Data excerpts
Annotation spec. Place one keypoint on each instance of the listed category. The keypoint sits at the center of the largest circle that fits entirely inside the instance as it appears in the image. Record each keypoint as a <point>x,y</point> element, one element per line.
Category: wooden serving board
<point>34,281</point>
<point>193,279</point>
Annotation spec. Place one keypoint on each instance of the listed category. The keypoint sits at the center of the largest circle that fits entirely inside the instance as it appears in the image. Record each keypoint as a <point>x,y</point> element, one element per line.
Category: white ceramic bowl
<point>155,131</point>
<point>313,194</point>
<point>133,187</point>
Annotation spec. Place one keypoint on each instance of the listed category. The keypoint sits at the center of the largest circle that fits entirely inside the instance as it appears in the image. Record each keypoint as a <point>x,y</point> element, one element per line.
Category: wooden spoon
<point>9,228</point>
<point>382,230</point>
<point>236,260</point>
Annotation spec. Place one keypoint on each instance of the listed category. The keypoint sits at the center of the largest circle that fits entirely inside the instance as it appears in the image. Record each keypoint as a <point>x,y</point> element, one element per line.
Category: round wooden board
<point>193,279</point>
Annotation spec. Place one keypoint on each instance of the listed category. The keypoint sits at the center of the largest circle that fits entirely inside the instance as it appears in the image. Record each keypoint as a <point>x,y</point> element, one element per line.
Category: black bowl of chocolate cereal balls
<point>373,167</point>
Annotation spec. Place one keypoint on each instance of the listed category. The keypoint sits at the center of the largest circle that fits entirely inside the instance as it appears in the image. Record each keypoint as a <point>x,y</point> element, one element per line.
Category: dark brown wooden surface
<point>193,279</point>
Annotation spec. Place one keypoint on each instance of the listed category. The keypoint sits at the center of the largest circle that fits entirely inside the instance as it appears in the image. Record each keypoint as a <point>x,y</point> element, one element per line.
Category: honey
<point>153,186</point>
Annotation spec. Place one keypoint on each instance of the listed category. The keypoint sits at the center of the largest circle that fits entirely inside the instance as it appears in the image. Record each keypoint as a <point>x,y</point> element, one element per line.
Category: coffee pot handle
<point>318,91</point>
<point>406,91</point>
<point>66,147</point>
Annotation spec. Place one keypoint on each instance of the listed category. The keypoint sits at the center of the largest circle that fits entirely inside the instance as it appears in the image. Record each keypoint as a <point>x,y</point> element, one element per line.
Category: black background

= What to do =
Give all the records again. Match them exactly.

= Result below =
Annotation spec. Place one keypoint on each instance of the listed category. The keypoint sits at the center of the largest circle that fits entirely inside the instance as it appears in the image. Record each keypoint as a <point>x,y</point> element, one element per line.
Category: wooden serving board
<point>34,281</point>
<point>193,279</point>
Annotation spec. Place one keypoint on each instance of the listed category. The keypoint sits at the center of the largest circle that fits entirely inside the instance as it appears in the image. Record each keypoint as a <point>x,y</point> element, one element per line.
Category: white ceramic bowl
<point>155,131</point>
<point>313,194</point>
<point>133,187</point>
Annotation spec. Place one keypoint on each instance of the listed category. The keypoint sits at the center of the largest circle that fits entirely inside the instance as it appears in the image. Record each keypoint as a <point>x,y</point> element, one element per line.
Category: wooden spoon
<point>9,228</point>
<point>382,230</point>
<point>236,260</point>
Annotation spec. Place one keypoint on each instance of the listed category. The keypoint sits at the center of the largest circle that fits entirely inside the instance as it appears in the image. Record each keypoint as a <point>x,y</point> element, one element per line.
Category: round wooden board
<point>193,279</point>
Annotation spec. Place one keypoint on each instance of the listed category. The keypoint sits at the center of the largest circle that fits entirely inside the instance as it appears in the image. Record each keypoint as a <point>x,y</point> element, one element per line.
Category: black bowl of chocolate cereal balls
<point>373,167</point>
Annotation spec. Place one keypoint on each instance of the listed category. The keypoint sits at the center of the largest circle that fits entirely inside the instance as it appears in the image. Record each keypoint as a <point>x,y</point> element, one element per line.
Category: dark brown wooden surface
<point>193,279</point>
Annotation spec. Place one keypoint on each instance of the listed category. The keypoint sits at the center of the largest circle that fits entirely inside the instance as it appears in the image. Record each keypoint as a <point>x,y</point> element, one element per line.
Category: honey
<point>153,186</point>
Annotation spec. Place one keypoint on each instance of the listed category. The keypoint sits at the center of the largest circle that fits entirely inside the instance as it appears in the image. Record each keypoint as a <point>x,y</point> element, one element per line.
Category: coffee pot handle
<point>318,91</point>
<point>406,91</point>
<point>66,147</point>
Annotation spec. Place one keypoint on each instance of the listed category. The keypoint sits at the center of the largest circle that fits entirely inside the instance as it appears in the image. Record each keypoint as a <point>x,y</point> element, one element per line.
Category: black background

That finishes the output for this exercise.